> **SET PROBLEM**: Reproduce the material word for word, from its very beginning through the line that contains "[396,85,419,116]", including both of those ends.

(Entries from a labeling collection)
* START *

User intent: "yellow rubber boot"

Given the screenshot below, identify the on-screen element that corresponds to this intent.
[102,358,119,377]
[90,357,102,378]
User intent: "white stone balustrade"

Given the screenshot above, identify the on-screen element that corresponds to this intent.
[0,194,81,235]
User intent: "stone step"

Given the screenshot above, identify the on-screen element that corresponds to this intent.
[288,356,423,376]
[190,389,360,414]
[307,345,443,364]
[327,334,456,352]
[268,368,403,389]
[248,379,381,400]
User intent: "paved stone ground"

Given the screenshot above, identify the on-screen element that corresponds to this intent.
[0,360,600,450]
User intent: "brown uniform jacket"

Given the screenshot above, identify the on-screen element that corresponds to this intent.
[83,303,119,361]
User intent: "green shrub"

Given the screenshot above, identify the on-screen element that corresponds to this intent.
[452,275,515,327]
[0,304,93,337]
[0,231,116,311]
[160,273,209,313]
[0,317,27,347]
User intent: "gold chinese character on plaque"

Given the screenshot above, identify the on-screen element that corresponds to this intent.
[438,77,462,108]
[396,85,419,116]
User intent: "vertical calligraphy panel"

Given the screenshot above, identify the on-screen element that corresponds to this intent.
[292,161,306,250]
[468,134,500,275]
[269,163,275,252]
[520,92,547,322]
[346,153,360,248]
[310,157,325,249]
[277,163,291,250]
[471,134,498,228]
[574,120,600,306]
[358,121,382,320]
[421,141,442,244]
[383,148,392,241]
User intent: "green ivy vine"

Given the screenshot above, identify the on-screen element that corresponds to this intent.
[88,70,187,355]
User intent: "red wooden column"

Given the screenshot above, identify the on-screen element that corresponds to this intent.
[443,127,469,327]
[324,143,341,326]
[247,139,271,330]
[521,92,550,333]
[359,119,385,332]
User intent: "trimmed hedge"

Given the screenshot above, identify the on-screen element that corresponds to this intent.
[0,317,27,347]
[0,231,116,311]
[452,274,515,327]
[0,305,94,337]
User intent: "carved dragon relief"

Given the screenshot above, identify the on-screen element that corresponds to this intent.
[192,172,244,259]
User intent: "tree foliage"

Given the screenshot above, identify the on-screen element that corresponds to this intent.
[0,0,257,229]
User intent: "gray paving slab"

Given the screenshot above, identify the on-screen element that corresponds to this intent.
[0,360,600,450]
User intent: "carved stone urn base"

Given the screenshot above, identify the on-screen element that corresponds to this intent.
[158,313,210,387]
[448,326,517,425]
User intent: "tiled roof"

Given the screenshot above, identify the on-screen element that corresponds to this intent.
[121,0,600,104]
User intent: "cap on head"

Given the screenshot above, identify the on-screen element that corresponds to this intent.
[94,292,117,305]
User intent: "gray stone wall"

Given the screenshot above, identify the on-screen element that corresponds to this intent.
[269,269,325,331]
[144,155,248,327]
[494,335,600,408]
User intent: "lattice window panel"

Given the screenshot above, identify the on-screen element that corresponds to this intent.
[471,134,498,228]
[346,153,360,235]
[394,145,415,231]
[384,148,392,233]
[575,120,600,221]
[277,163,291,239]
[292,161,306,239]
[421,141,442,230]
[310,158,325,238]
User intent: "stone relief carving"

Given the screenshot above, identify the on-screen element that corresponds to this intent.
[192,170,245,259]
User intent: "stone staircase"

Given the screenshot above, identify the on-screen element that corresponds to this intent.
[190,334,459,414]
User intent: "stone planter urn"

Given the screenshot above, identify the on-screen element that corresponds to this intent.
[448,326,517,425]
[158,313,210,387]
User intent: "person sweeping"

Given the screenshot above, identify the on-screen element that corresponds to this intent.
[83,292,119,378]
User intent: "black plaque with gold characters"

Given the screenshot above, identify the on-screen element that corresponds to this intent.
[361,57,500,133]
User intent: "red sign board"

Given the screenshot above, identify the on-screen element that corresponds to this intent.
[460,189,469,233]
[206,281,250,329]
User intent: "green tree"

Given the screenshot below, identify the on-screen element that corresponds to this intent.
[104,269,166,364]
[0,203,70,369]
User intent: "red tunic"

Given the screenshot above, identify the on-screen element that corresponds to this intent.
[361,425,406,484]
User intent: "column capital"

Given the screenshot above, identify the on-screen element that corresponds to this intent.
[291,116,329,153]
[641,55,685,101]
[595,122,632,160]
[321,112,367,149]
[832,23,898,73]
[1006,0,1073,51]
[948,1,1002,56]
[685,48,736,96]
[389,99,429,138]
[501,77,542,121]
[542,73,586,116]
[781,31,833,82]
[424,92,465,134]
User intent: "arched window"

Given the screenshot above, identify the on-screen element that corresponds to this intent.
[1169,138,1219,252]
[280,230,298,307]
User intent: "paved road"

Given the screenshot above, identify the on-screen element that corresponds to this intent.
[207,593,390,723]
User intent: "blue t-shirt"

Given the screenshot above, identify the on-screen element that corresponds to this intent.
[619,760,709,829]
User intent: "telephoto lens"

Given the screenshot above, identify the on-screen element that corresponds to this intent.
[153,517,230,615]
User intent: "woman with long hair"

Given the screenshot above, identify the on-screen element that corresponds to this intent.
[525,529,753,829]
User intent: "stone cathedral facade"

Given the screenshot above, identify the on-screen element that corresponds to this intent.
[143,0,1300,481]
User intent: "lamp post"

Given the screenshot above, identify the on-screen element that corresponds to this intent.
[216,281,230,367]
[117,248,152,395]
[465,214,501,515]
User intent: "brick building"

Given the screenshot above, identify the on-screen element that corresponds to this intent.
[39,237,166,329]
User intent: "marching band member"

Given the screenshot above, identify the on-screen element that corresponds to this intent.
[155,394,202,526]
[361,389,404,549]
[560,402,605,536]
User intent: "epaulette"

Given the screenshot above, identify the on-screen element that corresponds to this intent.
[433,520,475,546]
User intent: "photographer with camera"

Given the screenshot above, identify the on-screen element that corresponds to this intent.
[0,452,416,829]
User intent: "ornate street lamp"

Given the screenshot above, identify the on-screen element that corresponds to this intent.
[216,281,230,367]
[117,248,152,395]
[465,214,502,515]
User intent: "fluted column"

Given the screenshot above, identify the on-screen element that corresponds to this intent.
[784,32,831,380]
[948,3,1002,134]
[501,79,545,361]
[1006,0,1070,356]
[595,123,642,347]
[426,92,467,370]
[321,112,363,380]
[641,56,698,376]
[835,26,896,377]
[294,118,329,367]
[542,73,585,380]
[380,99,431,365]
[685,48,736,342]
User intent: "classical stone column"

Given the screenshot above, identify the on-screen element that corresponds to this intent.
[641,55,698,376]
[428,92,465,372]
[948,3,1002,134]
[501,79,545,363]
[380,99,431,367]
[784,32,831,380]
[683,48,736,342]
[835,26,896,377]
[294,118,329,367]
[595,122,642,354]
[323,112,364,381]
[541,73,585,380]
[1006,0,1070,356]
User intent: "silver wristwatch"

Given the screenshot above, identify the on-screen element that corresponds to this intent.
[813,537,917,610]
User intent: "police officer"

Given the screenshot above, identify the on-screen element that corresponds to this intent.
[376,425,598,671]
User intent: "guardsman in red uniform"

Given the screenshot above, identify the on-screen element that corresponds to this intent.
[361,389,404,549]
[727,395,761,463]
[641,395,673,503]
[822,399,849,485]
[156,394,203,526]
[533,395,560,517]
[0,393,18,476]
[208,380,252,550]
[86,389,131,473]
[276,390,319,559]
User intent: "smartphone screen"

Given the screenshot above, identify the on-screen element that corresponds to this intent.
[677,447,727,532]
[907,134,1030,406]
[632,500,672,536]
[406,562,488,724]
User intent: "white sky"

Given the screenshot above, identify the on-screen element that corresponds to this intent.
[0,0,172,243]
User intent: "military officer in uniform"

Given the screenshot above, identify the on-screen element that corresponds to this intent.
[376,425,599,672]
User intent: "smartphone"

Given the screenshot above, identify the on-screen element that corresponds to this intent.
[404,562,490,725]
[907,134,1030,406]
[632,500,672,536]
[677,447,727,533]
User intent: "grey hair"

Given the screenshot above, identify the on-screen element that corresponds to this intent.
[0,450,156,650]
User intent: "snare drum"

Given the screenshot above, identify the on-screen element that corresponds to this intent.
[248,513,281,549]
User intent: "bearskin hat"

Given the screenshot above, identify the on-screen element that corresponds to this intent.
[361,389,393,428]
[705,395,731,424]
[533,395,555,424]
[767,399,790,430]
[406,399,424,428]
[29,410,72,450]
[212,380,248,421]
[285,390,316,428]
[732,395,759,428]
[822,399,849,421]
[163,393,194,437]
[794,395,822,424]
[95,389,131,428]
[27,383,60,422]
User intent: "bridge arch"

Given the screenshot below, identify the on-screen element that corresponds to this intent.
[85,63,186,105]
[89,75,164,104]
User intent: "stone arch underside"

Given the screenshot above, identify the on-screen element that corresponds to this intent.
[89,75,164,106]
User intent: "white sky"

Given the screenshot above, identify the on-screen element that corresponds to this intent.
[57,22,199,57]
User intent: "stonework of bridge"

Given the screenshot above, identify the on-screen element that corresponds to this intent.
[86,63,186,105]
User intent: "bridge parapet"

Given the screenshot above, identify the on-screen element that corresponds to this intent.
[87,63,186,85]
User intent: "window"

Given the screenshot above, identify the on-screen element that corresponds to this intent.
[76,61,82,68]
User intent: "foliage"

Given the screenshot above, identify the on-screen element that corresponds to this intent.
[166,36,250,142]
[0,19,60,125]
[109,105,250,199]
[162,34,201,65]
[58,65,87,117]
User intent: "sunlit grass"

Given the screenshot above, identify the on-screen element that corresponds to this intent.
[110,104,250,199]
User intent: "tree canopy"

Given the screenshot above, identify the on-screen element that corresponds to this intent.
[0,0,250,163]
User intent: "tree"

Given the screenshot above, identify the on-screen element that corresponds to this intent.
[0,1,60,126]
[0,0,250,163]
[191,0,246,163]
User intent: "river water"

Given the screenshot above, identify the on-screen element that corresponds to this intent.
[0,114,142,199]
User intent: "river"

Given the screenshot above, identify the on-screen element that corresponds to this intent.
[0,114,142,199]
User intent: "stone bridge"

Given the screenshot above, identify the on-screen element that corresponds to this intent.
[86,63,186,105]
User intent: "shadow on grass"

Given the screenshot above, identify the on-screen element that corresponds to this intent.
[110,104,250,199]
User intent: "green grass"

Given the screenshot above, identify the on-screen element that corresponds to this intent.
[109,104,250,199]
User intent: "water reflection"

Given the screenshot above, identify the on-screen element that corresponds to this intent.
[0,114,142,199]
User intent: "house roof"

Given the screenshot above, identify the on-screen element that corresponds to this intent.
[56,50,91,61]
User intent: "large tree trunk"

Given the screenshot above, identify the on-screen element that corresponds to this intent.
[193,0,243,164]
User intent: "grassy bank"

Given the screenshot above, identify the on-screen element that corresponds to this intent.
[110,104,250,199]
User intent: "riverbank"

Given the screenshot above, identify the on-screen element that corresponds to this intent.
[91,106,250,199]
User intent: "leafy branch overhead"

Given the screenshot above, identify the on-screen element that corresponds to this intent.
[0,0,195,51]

* END *

> **SOLUTION TO THE PROBLEM**:
User intent: "yellow rubber boot"

Given the screenshot below, identify the on-screen element that corresponds to this intent.
[102,358,119,377]
[90,357,102,378]
User intent: "white stone balustrade"

Given the screenshot above, identify the on-screen element that corresponds to this intent.
[0,194,81,235]
User intent: "stone step"

Given the screenshot above, identify the on-screen element that corresponds to this intent.
[288,356,423,376]
[190,389,360,414]
[307,345,443,364]
[327,334,456,352]
[268,368,403,389]
[248,379,381,400]
User intent: "paved stone ground"

Given the screenshot above, identify the on-screen element that corresponds to this intent.
[0,360,600,450]
User intent: "brown uniform jacket"

Given the screenshot above, identify the on-screen element that corresponds to this intent.
[83,303,119,361]
User intent: "green shrub"

Given the screenshot above, identify the on-screen element that corresponds to this intent.
[452,275,515,327]
[0,304,93,337]
[0,231,116,311]
[160,273,209,313]
[0,317,27,347]
User intent: "gold chinese character on plaque"

Given the screenshot above, identify the on-screen element that corresponds to this intent.
[438,77,462,108]
[396,85,419,116]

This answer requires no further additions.